» Instructions to follow
Set down the entries below line by line, changing nothing in any of them.

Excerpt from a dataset
☆ ☆ ☆

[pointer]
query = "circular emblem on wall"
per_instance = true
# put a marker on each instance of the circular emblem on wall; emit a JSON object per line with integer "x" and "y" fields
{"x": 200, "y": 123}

☆ ☆ ☆

» Response to this task
[pointer]
query = "circular emblem on wall"
per_instance = true
# put a marker on each instance of the circular emblem on wall; emit a JSON object per line with integer "x" and "y" fields
{"x": 200, "y": 123}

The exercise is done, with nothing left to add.